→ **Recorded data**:
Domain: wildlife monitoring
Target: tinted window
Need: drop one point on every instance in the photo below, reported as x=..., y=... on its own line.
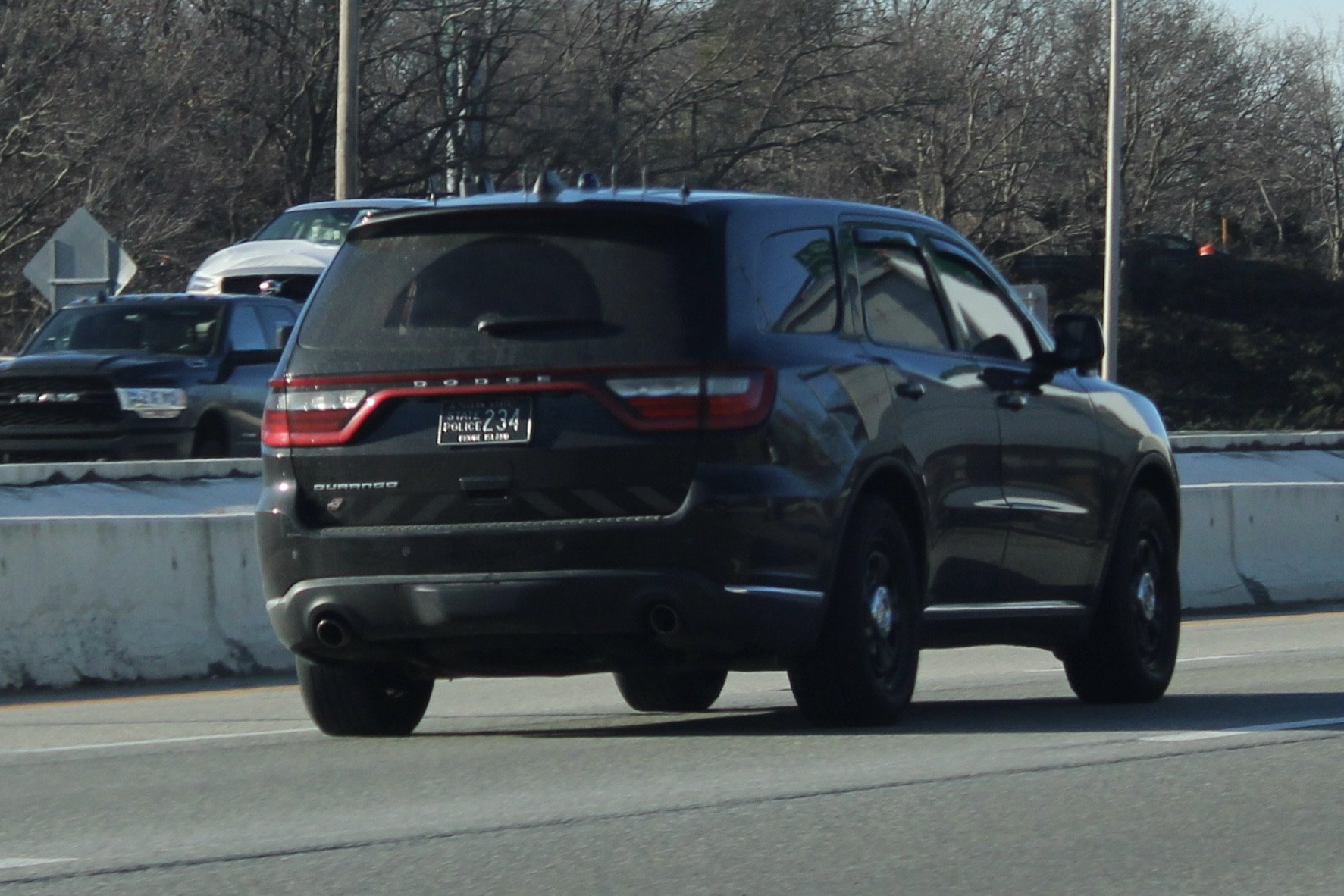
x=515, y=290
x=898, y=302
x=796, y=283
x=246, y=332
x=982, y=311
x=161, y=330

→ **Work order**:
Leave the pictures out and restate exactly the lines from the one that has "Need: drop one" through the final line of the entries above, both ends included.

→ **Worked solution**:
Need: drop one point on every instance in the photo below, reported as x=..., y=... on its own line.
x=515, y=290
x=898, y=302
x=796, y=283
x=246, y=332
x=982, y=311
x=161, y=330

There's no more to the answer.